- Selected excerpt -
The standard metrics used to support their cases are also used to learn their meta-model and these are well-chosen. The experiments show that there is some value in training a meta-model, by being better than almost all standard metrics. Considering that their method abstracts out the metric measurement model from the system for the actual sparse fine-tuning, their work can be seamlessly combined with other fine-tuning techniques.
缺点
The work has several weaknesses that need to be discussed/addressed.
- While it is clear from table 2, that the meta-model estimation is better than the best standard metrics and therefore can generalize for all model/dataset combinations and from figure 3 is shown to be better than random, it is not clear how much better this model is when compared against the standard metrics. This is important to know since the meta-model itself requires training and the data-collection and training is significantly expensive.
- Table 3 is a good result. It shows comparisons against another fine-tuning technique. The reviewer would encourage the authors to add their "static predictors" as well to this table.
问题
The reviewer has one question, which requires further results. How much benefit is this predictor yielding when compared against the other static predictors that it is learning from? This needs to be weighed against, how expensive it is to collect data for training this predictor model and training it itself. Also, how does that delta change with model-size/type and target dataset-size/type.
We thanks reviewer #KjeW appreciates ZEST’s contribution and novelty. We perform and report additional ablation experiments to better answer your question
Q1: Comparison between ZEST and Static Predictors
We conducted experiments to compare ZEST with static predictors ( GradNorm is chosen because of the high relevance) and attach results below. Do note that although GradNorm may have high Kendall’s Tau correlation (indicating it’s general ability to rank every layer), it’s top-n accuracy is not high (indicating it’s inability to choose the best layers).

- Entries provided -
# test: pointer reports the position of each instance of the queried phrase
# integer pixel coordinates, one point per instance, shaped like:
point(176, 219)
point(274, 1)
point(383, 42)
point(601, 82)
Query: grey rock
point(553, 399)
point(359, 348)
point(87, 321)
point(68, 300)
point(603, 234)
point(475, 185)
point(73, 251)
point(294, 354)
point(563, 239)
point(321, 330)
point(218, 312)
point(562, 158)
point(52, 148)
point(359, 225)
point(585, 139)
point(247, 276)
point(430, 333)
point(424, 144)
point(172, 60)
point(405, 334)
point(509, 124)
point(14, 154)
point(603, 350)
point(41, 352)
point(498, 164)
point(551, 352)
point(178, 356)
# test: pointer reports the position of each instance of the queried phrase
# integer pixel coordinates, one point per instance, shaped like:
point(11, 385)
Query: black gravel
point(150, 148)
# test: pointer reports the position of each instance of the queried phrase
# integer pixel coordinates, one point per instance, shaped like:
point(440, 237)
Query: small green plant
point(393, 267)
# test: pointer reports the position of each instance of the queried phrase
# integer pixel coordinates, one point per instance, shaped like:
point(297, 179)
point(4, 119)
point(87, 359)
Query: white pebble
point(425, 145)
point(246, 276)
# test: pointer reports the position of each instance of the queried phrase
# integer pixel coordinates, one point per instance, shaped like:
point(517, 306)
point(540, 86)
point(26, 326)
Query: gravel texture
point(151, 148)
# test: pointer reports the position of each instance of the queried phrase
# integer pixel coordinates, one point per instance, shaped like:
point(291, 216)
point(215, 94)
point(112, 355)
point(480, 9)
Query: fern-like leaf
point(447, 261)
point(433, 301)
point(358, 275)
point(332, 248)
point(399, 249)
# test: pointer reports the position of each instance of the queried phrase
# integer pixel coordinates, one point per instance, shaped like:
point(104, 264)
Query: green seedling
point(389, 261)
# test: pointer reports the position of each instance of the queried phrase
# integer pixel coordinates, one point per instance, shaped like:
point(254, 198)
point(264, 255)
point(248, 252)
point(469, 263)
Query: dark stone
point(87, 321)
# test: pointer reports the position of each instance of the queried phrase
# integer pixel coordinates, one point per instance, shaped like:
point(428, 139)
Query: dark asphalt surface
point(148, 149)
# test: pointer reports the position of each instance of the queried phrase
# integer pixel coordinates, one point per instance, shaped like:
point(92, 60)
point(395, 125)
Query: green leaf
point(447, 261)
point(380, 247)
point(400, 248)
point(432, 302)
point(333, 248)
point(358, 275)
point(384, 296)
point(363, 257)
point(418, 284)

- Requirement 1 -
In the review excerpt above, translate this sentence into Spanish: "It shows comparisons against another fine-tuning technique."
- Requirement 2 -
Please extract the passage of the review excerpt above starting at "- While it is" and ending at "to this table.".

- Expected answer 1 -
Muestra comparaciones con otra técnica de ajuste fino.

- Expected answer 2 -
- While it is clear from table 2, that the meta-model estimation is better than the best standard metrics and therefore can generalize for all model/dataset combinations and from figure 3 is shown to be better than random, it is not clear how much better this model is when compared against the standard metrics. This is important to know since the meta-model itself requires training and the data-collection and training is significantly expensive.
- Table 3 is a good result. It shows comparisons against another fine-tuning technique. The reviewer would encourage the authors to add their "static predictors" as well to this table.